Big Versus Small Press Publishers: Writers Prefer Support to a Cash Advance for Their Latest Title
Recently, the Canadian book blog Bookninja blogged US blogger Maud Newton's piece under a title that should have been edited to read "Maud examines the recent trend of big time authors who opt for "small"(er) publishers."
My edit was made to reflect the fact that these publishers are only relatively 'small'; relative to the majors who had already printed and distributed umpteen other, earlier titles by said major authors cited in the source articles Maud used for her own post.
Somehow (duh!) Bookninja blogging a US blog to run in Canada and using the words Small Press Publisher in the first paragraph is misleading. At least when the subject is really about top-name-recognition US authors. This fact means this small press talk is all about promotion and distribution within the Big Leagues of Fiction Titles, where book promotions costing tens of thousands (if not hundreds of k) are common practise.
From 'Maud' via Bookninja:
Increasingly, even established writers like Kurt Vonnegut are looking beyond big-name publishers. They’re signing small press deals that guarantee heightened publicity and higher royalties; in return the authors accept drastically reduced advances.

▸ MATERIAL PROVIDED
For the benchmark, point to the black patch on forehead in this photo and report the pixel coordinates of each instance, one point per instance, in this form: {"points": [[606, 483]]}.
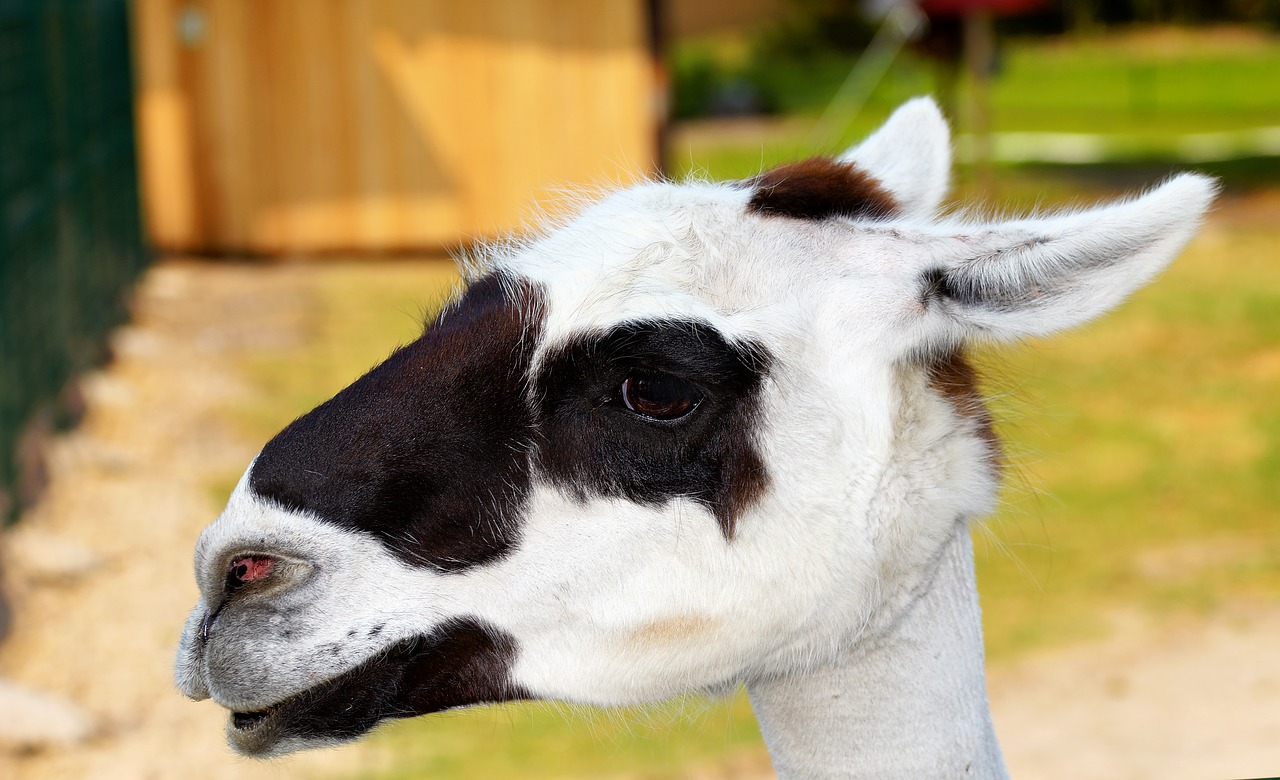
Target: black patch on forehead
{"points": [[592, 445], [818, 188], [429, 450]]}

▸ WHAT YOU WILL DO
1 – Answer these from the blog post on big versus small press publishers, one line each:
(a) Whose piece did Bookninja run?
(b) How much do the post's book promotions in the Big Leagues of Fiction Titles commonly cost?
(c) In the quoted passage, what do authors accept in return for small press deals?
2 – Summarize the blog post on big versus small press publishers in two sentences.
3 – Extend the blog post on big versus small press publishers, starting right after its final quoted sentence.

▸ PER-TASK ANSWERS
1 –
(a) US blogger Maud Newton's piece.
(b) Tens of thousands, if not hundreds of thousands.
(c) Drastically reduced advances.

2 – The Canadian book blog Bookninja ran US blogger Maud Newton's piece on big-name authors choosing smaller publishers, and the writer argues that these publishers are small only relative to the majors that printed those authors' earlier titles. The passage quoted from Newton says that established writers such as Kurt Vonnegut are signing small press deals that guarantee more publicity and higher royalties in exchange for drastically reduced advances.

3 –
I just switched from a fairly big name press to a small one for my next book. It’s a different story for us poets, but it comes down to the economics of the whole thing. The decision was partly political, partly practical. If you’re treated like afterthought dirt at even the largest press, you’re still just afterthought dirt. Besides the increased production values and care given by smaller presses, you also get more personal attention from the people trying to sell books. They really care about what they’re publishing and do nothing out of habit. This is the advantage of living so close to the edge. It keeps the senses sharp. At my former press, poetry is really just a charity program that’s now done out of habit. They do believe in it, in principle, but have no resources or time to devote to it when there are lucrative fiction and nonfiction titles to promote. So four books a year get published and left to stand on their authors’ reputations. However, if you’re still developing that reputation….. So, what’s the point of having all that name-brand muscle behind you if no one lifts a finger to help? And regardless of where we poets go, we all have drastically reduced advances.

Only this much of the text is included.